■ Task to complete ■
Below are the entries. Transcribe exactly the lines from the one with "of the rocky" through the one with "the white steel", ends included, and leave out all others.

■ Input material ■
##############################

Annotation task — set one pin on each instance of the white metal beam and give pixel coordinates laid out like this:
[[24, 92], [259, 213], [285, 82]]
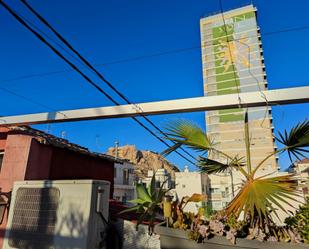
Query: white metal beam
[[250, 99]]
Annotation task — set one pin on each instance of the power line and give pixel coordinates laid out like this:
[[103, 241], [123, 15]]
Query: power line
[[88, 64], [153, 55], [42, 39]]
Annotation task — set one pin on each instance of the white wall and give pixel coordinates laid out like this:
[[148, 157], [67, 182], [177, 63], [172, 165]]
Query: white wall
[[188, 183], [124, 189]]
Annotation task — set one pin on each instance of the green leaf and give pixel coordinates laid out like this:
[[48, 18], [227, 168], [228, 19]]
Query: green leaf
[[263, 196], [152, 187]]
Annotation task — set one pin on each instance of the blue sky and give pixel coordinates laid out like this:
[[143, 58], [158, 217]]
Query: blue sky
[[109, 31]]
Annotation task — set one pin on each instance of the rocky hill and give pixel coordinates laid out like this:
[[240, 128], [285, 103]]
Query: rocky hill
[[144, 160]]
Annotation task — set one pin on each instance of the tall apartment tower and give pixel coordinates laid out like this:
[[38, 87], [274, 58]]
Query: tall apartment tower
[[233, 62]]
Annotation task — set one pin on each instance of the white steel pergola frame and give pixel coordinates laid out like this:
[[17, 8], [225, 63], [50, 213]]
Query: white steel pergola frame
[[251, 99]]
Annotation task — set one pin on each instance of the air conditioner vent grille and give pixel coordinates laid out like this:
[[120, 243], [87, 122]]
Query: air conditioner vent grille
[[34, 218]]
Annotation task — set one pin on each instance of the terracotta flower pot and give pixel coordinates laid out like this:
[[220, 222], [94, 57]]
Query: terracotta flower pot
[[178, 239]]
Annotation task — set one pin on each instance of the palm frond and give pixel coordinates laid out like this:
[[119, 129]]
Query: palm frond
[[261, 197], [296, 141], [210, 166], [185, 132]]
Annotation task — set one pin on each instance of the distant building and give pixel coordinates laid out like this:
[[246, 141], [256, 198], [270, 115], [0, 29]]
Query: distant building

##############################

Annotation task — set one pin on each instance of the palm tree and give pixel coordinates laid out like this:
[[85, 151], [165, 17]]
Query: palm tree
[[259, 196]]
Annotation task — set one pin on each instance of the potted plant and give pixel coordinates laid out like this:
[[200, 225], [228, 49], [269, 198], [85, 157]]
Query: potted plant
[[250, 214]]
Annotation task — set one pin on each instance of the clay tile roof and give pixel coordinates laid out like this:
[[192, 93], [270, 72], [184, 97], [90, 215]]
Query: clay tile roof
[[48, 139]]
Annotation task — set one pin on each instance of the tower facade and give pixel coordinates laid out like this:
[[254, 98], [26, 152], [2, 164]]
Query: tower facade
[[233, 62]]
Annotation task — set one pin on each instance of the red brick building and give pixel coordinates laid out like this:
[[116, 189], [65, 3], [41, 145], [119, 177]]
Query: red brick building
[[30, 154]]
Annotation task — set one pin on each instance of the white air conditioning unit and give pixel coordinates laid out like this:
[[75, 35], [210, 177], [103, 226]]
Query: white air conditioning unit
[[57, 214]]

##############################

■ Solution for this problem ■
Annotation task — set one pin on each instance of the rocky hill and give pixel coordinates laid out like this:
[[240, 128], [285, 103]]
Query: rocky hill
[[144, 160]]
Annotation task — set one pin on each instance of the tall apartment tower and give pixel coordinates laid out like this:
[[38, 87], [274, 58]]
Query: tall apartment tower
[[233, 62]]
Annotation task — set one pin on each instance of the white steel pergola frame and give pixel coordinates laid out like this:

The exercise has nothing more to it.